## Task prompt
Can you rescale everything from the start of the material down to and including the line that contains "[299,459,327,535]", repeating each line with its request and multiplying every box coordinate in the answers by 2.25, rounded to whole numbers with halves going up?

## Records for this exercise
-- begin --

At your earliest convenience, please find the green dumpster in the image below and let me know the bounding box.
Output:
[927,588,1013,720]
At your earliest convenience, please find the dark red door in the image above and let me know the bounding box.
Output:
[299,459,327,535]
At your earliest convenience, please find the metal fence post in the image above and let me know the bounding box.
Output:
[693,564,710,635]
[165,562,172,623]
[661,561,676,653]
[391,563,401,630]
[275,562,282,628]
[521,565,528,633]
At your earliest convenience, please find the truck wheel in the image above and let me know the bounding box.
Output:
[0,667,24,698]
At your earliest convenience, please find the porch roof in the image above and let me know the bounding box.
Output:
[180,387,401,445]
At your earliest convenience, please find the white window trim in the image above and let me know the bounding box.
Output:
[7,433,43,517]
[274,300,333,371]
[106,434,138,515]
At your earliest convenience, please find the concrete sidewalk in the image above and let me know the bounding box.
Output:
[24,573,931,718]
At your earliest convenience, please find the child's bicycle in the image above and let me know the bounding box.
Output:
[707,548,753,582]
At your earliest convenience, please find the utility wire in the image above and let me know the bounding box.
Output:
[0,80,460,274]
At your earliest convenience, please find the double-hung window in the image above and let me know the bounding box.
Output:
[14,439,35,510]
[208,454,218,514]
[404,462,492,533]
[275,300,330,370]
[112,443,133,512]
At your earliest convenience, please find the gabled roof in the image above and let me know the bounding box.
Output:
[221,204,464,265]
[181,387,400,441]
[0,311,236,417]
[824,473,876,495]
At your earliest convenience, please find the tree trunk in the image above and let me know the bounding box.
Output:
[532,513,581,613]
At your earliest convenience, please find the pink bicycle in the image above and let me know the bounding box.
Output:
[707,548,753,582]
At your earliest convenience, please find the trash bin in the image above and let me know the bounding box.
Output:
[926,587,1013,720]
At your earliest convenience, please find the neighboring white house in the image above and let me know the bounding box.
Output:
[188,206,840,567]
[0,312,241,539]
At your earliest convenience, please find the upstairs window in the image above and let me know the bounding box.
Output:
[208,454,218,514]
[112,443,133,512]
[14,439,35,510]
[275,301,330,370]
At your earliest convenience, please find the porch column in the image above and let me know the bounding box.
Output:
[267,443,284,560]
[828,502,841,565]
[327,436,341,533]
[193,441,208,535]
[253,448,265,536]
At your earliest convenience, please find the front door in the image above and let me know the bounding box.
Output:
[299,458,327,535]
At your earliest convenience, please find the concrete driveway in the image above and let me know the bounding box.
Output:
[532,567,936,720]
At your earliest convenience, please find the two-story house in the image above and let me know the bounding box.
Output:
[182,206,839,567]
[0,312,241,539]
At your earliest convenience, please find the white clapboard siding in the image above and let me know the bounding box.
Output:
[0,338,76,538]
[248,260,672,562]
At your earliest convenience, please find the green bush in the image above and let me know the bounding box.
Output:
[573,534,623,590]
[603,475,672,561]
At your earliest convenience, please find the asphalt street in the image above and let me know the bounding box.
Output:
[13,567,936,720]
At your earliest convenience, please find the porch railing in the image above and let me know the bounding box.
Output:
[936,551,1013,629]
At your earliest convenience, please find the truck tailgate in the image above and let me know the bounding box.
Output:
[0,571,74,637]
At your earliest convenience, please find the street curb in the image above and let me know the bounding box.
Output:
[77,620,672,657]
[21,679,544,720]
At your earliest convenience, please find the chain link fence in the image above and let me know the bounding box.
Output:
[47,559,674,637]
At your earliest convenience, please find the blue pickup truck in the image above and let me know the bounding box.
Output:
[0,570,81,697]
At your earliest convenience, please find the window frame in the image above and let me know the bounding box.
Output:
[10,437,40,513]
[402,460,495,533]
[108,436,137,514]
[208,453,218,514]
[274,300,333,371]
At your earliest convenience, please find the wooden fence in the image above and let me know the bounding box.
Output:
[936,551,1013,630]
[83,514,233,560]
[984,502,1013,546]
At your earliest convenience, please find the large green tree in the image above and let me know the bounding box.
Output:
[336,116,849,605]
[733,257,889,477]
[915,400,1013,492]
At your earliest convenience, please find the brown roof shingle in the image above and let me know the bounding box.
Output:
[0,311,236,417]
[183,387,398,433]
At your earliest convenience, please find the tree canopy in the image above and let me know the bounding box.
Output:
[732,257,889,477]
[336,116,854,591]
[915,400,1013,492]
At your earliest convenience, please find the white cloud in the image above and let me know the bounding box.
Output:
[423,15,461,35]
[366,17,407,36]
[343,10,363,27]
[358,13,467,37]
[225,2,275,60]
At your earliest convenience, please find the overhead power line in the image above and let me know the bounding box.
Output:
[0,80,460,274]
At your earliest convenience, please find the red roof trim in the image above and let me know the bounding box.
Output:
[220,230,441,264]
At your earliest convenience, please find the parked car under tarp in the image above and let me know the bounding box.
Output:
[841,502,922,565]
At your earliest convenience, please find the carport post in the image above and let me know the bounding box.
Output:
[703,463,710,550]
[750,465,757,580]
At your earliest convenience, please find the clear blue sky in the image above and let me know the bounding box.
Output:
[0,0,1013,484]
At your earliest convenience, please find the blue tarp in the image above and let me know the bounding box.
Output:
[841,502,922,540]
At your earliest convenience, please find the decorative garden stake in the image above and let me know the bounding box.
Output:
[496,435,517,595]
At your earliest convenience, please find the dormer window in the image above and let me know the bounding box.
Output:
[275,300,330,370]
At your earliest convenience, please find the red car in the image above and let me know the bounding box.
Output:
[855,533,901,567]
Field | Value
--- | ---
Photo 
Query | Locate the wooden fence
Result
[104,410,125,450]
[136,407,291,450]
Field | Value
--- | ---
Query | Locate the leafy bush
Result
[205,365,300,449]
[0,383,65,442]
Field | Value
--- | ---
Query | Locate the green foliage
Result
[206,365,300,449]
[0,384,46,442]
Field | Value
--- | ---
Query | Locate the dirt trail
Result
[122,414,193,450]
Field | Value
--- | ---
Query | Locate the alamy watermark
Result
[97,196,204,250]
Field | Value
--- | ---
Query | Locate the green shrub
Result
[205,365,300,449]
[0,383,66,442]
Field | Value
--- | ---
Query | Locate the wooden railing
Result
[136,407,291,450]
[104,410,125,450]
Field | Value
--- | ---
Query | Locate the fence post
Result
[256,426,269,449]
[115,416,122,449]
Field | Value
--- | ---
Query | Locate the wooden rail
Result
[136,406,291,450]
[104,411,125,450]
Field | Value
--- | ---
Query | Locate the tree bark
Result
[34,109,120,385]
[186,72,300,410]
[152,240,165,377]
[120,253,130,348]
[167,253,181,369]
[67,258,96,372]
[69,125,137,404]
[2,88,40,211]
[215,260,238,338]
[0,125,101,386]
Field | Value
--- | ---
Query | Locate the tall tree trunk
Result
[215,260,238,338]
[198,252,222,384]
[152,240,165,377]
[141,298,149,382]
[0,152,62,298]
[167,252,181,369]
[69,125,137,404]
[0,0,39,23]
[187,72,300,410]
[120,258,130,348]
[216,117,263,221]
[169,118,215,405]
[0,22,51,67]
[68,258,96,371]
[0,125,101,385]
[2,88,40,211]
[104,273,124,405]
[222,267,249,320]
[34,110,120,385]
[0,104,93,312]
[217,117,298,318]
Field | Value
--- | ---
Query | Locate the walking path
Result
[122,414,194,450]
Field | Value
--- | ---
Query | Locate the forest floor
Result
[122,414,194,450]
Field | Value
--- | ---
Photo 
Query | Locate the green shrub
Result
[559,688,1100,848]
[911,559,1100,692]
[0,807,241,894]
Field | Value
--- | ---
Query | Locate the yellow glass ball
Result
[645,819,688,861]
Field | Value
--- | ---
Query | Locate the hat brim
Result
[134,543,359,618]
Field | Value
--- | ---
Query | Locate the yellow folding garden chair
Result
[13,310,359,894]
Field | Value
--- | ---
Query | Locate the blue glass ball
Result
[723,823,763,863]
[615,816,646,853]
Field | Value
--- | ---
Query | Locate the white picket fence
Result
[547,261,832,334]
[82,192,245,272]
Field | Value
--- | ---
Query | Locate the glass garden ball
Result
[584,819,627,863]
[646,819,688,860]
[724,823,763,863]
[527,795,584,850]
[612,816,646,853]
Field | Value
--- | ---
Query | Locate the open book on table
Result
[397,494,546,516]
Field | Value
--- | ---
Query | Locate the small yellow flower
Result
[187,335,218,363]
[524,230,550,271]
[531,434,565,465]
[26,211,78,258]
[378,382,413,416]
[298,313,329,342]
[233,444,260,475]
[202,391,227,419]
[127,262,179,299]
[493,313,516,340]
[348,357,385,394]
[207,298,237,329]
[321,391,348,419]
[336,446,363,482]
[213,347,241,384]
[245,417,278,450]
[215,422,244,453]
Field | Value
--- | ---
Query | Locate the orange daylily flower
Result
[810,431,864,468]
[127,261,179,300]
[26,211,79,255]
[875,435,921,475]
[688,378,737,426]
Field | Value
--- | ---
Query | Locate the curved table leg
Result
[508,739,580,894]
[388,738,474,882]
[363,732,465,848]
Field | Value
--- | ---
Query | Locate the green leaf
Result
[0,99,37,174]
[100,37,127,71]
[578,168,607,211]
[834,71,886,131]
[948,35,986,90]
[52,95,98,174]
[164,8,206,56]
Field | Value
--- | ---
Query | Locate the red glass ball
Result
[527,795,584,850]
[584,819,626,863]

-- end --

## Correct result
At your earliest convenience, please find the green dumpster in the image below and let me know the bounding box.
Output:
[2086,1323,2279,1620]
At your earliest convenience, please find the dark red door in the image above and let me know the bounding box.
Output:
[673,1033,736,1204]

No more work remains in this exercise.